> [ASSIGNMENT]:
In the home safety text, what is named as the second-leading cause of accidental home injury deaths?

> [PASSAGE TO READ]:
Thursday, August 19, 2010

Home Safety

Home Can Be A Dangerous Place

Every week, I see homeowners insurance claims that could have been prevented. Here are some risks to consider, along with some steps to take, to reduce your risk.

1. Watch that tub.

Falling is the leading cause of home injury deaths. Surprisingly, nearly 6,000 lives per year are lost in simple falls. The bathtub is the leading culprit. Some install grab bars on the walls, or grip strips in their tub to reduce risk. Given the hard surfaces hit when one falls in the tub, any steps to make it safer are welcome.

2. Check the medicine cabinet.

The second-leading cause of accidental home injury deaths is accidental poisoning. Almost 5,000 lives are lost each year. One might expect this to be mostly children drinking a poison from under the sink, which certainly happens. However, it is often a mixing of alcohol and prescription drugs. Sometimes it is as simple as a husband sleepily taking his wife pills rather than his own in the middle of the night. Steps can be taken to make these medicines very different from one another in packaging.

3. Watch that stove.

Home fires and burn injuries kill over 3,000 people annually, and thus are the third-leading cause of accidental home injury deaths. Do your smoke alarms work? Change batteries when you change daylight saving times. Train your children in actual fire drills how to get out and to never reenter during a fire. Some families hold actual fire drills twice a year. Never put water on a grease fire, and make sure everyone knows that. In a new home, check the price of having fire sprinklers installed. (Unlike television and the movies, only the sprinkler that is getting hot actually sprays water). Finally, watch those bonfires and lighters. Kids love to spray lighter fluid like Dad does.

[Natural-language object grounding material]
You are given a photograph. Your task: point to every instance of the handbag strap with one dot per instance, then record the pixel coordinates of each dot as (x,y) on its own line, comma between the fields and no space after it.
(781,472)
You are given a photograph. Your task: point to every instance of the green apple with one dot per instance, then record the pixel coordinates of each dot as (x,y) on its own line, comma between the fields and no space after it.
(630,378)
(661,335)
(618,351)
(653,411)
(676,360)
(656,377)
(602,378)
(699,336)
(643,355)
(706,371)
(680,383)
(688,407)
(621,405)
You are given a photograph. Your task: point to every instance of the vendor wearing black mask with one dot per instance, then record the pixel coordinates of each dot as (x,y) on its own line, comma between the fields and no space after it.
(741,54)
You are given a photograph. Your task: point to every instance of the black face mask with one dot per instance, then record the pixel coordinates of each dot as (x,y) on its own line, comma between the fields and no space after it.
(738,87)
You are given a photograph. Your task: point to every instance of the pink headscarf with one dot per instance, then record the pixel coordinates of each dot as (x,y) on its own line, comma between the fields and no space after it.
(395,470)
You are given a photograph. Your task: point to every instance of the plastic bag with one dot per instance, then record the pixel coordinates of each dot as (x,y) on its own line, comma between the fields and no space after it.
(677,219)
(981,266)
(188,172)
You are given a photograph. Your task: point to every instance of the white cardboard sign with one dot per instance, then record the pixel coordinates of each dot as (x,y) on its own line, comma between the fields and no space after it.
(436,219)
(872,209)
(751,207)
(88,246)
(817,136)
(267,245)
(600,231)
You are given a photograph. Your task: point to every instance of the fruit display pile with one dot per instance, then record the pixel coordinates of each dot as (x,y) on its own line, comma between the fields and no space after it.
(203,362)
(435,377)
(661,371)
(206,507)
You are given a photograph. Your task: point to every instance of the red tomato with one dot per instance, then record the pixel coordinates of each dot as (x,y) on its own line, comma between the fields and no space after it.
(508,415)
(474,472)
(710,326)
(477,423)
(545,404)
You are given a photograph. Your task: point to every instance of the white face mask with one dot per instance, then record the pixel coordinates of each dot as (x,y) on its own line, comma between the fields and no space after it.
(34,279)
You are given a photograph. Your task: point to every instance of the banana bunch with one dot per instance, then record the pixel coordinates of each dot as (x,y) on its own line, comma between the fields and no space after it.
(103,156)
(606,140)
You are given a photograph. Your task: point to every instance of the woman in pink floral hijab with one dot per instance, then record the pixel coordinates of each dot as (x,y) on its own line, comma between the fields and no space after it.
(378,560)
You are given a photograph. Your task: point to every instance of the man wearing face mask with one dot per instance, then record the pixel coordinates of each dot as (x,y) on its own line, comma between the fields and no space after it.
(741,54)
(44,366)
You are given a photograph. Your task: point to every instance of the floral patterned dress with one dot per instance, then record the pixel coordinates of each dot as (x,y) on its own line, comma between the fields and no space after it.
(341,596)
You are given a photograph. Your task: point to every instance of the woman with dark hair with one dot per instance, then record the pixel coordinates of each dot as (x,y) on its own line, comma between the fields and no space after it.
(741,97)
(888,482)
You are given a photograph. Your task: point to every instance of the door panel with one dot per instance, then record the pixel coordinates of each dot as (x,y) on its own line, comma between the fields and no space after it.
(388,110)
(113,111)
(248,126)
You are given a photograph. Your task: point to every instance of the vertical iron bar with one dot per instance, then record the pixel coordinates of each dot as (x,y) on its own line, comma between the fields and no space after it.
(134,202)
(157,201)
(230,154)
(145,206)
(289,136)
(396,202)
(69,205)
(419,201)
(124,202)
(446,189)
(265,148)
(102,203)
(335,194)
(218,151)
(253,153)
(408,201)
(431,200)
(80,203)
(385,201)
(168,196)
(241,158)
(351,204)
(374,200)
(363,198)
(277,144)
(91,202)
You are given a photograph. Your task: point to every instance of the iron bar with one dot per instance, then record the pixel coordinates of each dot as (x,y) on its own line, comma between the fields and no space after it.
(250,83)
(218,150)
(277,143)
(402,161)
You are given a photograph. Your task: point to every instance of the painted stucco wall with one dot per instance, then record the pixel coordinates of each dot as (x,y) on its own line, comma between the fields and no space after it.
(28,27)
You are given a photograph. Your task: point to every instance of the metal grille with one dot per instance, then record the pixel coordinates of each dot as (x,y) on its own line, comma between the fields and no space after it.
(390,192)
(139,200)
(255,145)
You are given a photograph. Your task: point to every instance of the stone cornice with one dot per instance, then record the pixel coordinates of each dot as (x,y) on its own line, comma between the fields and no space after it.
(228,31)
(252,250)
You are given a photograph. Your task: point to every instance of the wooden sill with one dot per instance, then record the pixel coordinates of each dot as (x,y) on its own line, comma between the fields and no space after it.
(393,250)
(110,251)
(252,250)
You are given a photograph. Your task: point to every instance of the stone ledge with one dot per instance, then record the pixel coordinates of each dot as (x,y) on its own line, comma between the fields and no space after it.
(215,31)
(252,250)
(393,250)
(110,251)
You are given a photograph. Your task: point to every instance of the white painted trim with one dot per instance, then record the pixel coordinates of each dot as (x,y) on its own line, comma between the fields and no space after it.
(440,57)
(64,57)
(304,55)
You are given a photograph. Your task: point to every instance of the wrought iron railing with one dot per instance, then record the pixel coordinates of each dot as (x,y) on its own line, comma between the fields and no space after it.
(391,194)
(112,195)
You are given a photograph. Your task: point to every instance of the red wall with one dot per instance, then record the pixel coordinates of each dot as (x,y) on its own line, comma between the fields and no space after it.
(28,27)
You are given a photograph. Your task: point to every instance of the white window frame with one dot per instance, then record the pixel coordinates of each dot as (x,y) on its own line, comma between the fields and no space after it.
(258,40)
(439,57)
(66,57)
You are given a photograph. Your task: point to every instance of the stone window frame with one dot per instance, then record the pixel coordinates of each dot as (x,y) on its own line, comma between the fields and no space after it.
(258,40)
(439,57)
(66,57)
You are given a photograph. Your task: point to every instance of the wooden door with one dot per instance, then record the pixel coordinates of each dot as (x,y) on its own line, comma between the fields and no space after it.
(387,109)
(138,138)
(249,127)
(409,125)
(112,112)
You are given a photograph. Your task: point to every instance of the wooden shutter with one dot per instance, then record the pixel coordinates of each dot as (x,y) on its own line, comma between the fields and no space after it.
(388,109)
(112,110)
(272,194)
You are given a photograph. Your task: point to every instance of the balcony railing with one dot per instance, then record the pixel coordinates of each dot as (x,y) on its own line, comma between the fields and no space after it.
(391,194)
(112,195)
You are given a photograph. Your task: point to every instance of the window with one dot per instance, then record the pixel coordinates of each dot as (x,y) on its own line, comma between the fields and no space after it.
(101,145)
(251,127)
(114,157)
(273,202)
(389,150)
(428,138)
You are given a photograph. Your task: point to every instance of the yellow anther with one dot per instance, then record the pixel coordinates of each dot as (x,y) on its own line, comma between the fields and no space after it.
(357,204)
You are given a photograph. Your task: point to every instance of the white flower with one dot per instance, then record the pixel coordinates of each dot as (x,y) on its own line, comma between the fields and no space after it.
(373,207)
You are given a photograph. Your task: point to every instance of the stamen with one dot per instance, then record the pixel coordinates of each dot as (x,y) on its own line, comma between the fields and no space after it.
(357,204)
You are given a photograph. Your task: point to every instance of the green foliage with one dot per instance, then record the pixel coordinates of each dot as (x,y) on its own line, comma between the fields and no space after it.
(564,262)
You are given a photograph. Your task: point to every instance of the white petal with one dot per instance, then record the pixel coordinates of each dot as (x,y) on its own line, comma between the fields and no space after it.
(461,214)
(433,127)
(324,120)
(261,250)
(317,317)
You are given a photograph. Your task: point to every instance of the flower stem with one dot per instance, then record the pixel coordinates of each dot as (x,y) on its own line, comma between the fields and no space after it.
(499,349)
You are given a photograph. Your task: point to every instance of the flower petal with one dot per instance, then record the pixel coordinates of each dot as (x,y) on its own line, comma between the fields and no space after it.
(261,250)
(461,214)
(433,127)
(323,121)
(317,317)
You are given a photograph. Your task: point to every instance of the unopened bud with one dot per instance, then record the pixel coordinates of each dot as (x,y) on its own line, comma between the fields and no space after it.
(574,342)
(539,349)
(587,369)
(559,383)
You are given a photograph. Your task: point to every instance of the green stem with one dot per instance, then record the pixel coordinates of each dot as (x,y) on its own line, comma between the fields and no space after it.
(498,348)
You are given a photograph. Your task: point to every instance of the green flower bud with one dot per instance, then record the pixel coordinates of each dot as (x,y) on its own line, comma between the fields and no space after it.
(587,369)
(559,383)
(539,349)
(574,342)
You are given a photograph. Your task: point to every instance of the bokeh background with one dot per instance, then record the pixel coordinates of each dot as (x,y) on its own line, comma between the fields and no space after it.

> [TASK ANSWER]:
Accidental poisoning.